*Problem to solve*: Reproduce the data below without any change, from the line that contains "Task: confirm every instance of the white knit" through the line that contains "[[146, 188]]".

*Information given*:

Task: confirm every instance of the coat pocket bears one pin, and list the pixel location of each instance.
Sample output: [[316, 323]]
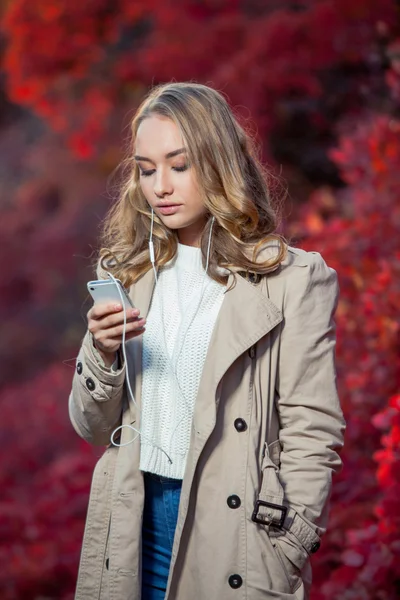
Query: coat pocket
[[291, 556]]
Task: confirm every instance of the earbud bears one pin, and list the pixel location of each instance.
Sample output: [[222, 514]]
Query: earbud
[[151, 245]]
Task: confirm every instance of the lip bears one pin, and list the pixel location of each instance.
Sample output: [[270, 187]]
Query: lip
[[168, 209]]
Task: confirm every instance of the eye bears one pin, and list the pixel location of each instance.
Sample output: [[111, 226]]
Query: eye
[[146, 173], [181, 169]]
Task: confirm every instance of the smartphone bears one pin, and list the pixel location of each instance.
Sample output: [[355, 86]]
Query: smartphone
[[105, 290]]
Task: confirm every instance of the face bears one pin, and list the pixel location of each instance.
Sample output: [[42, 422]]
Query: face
[[167, 180]]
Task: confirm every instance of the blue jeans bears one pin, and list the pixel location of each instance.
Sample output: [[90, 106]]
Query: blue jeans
[[160, 515]]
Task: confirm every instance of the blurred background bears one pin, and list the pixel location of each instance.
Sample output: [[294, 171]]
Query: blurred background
[[319, 83]]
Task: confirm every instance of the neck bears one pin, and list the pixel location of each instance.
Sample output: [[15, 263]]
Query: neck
[[191, 235]]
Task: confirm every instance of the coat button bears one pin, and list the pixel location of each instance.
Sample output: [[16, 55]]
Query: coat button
[[240, 425], [235, 581], [90, 384], [233, 501], [316, 546]]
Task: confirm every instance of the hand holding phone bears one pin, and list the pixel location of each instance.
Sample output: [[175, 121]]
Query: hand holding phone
[[106, 317]]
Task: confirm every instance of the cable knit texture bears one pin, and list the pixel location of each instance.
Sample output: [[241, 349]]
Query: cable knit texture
[[180, 322]]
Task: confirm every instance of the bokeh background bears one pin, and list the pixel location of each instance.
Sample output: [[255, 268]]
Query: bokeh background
[[319, 83]]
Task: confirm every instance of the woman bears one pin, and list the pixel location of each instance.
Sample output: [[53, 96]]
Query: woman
[[217, 487]]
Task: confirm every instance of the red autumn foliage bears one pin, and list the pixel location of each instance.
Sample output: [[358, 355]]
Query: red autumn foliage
[[322, 83]]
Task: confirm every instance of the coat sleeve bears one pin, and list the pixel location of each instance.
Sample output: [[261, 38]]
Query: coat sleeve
[[96, 399], [312, 424]]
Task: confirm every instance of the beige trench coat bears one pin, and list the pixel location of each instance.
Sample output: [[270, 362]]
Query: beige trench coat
[[270, 363]]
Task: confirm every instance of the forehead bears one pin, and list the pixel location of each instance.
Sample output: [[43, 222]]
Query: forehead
[[156, 136]]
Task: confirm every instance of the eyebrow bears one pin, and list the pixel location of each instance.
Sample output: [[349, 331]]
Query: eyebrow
[[169, 155]]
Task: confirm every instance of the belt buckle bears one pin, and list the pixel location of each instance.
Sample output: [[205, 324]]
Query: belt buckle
[[262, 521]]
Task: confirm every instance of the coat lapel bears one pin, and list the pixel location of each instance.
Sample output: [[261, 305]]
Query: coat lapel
[[246, 315], [140, 294]]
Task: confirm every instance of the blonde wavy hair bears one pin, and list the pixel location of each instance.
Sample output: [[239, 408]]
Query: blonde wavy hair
[[232, 181]]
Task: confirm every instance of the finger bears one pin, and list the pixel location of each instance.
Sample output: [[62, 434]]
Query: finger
[[129, 336], [117, 331], [100, 309], [110, 321]]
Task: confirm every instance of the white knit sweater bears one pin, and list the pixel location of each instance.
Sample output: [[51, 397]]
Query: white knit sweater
[[180, 322]]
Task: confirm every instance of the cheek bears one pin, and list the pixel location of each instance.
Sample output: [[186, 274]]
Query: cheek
[[146, 188]]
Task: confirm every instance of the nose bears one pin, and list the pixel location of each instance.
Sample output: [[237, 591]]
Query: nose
[[162, 185]]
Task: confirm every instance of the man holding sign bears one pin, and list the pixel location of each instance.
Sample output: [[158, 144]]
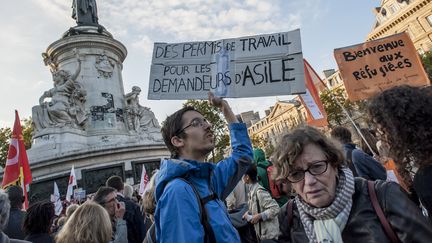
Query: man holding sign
[[190, 192]]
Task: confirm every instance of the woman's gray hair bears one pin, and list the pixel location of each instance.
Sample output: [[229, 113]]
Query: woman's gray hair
[[4, 209]]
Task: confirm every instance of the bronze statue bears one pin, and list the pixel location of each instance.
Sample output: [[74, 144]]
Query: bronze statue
[[85, 12]]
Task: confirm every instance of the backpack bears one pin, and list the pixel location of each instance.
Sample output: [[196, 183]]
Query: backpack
[[275, 188], [377, 207], [208, 231]]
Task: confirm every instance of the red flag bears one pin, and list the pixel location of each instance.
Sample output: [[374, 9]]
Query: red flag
[[311, 101], [17, 170], [144, 181]]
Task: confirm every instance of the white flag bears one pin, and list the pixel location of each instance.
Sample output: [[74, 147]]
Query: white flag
[[55, 198], [144, 181], [71, 184]]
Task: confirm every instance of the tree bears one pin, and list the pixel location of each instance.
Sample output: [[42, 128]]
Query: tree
[[5, 134], [215, 117], [335, 114], [258, 141]]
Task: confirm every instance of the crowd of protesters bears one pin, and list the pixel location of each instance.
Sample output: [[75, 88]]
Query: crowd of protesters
[[317, 186]]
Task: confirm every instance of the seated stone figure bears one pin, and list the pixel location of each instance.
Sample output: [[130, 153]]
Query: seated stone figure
[[66, 107], [139, 117]]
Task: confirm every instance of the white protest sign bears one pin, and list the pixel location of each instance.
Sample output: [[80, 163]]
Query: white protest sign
[[252, 66]]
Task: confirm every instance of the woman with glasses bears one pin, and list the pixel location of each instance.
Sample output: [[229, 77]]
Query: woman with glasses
[[332, 206]]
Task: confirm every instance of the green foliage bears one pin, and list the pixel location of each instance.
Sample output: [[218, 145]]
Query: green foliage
[[335, 114], [6, 133], [426, 59], [215, 117], [258, 142]]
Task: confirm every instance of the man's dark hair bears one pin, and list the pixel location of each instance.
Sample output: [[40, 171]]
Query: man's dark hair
[[38, 218], [101, 194], [252, 172], [16, 196], [115, 182], [171, 126], [342, 134]]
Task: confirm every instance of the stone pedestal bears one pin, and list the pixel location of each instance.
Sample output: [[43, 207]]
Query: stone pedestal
[[100, 142]]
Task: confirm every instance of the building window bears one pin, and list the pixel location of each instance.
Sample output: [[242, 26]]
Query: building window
[[393, 8], [429, 19], [420, 51]]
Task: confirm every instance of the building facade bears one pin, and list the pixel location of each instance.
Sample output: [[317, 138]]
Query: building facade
[[411, 16], [283, 116]]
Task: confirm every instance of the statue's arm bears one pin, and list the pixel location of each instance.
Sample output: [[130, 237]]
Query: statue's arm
[[46, 94], [78, 70]]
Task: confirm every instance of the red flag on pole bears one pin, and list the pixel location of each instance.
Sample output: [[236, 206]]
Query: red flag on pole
[[17, 170], [311, 101], [144, 181]]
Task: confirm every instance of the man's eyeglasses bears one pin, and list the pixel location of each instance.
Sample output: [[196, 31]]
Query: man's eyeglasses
[[317, 168], [197, 122], [110, 201]]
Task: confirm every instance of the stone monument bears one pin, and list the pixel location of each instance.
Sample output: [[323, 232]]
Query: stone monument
[[86, 119]]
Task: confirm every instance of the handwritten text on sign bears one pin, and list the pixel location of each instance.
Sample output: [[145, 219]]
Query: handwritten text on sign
[[374, 66], [250, 66]]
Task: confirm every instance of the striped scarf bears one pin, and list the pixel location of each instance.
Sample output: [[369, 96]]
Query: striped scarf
[[326, 224]]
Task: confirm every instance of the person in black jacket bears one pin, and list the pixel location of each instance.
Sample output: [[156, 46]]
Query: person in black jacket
[[133, 216], [16, 215], [332, 206], [403, 118], [37, 222]]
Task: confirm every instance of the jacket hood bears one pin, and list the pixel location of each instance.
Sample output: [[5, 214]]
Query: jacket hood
[[174, 168], [259, 157]]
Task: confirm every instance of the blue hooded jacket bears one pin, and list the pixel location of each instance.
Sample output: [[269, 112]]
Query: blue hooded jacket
[[177, 216]]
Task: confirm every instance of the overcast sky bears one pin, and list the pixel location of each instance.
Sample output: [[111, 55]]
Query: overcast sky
[[29, 26]]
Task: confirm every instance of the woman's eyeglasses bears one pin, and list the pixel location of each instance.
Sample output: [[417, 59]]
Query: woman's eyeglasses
[[317, 168]]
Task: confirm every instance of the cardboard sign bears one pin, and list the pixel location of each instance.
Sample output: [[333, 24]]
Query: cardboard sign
[[252, 66], [369, 68]]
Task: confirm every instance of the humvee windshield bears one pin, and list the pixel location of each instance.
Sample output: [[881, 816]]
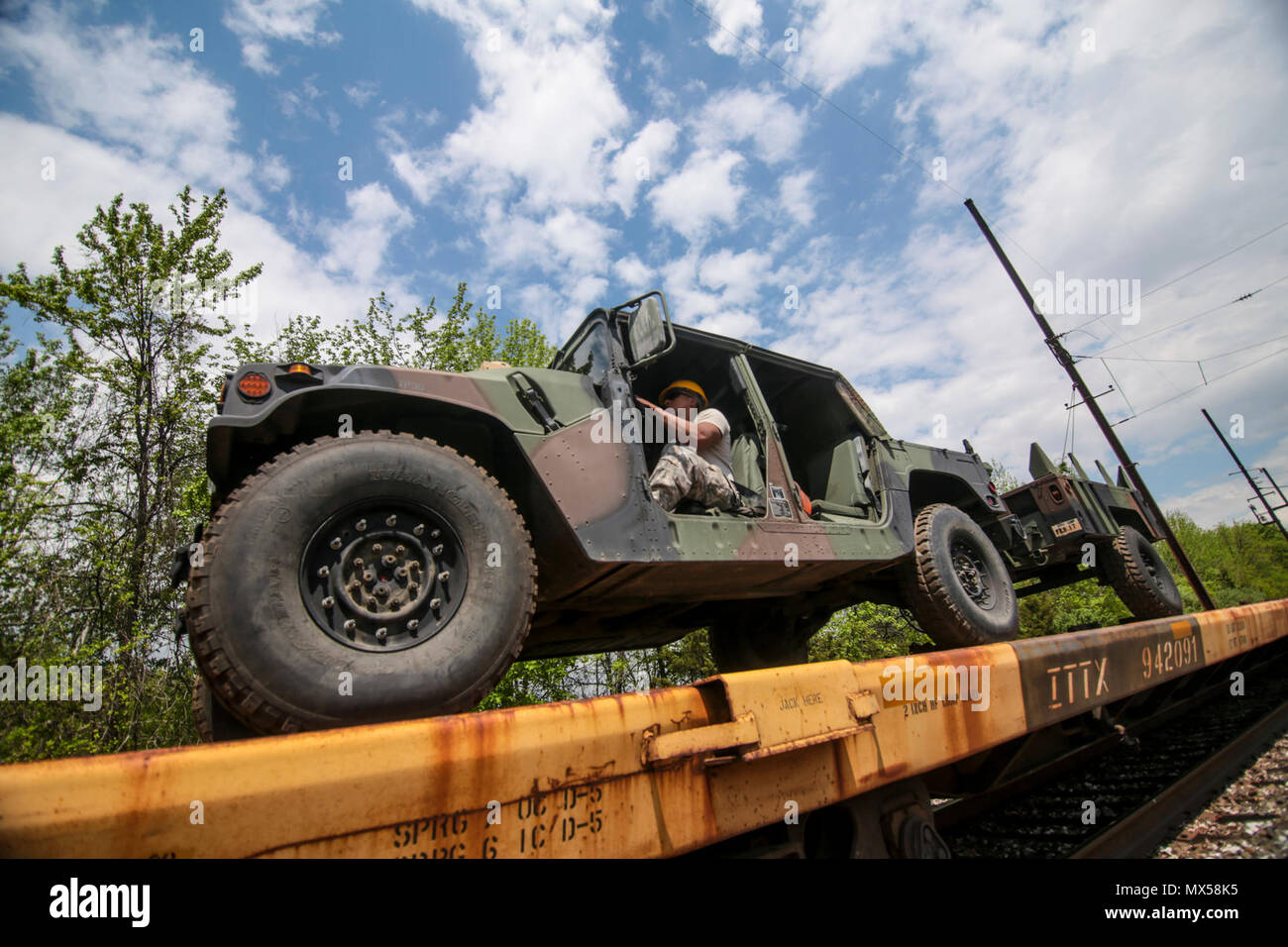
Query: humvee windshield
[[590, 356]]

*The response*:
Task: confirm every instance of the white knit sweater bears one pin, and list the pixel location of each instance.
Sample output: [[51, 397]]
Query: white knit sweater
[[180, 322]]
Task: confirm every instance of the cheek bears one pin, and list the pixel location of each instance.
Sample output: [[186, 274]]
Query: cheek
[[146, 188]]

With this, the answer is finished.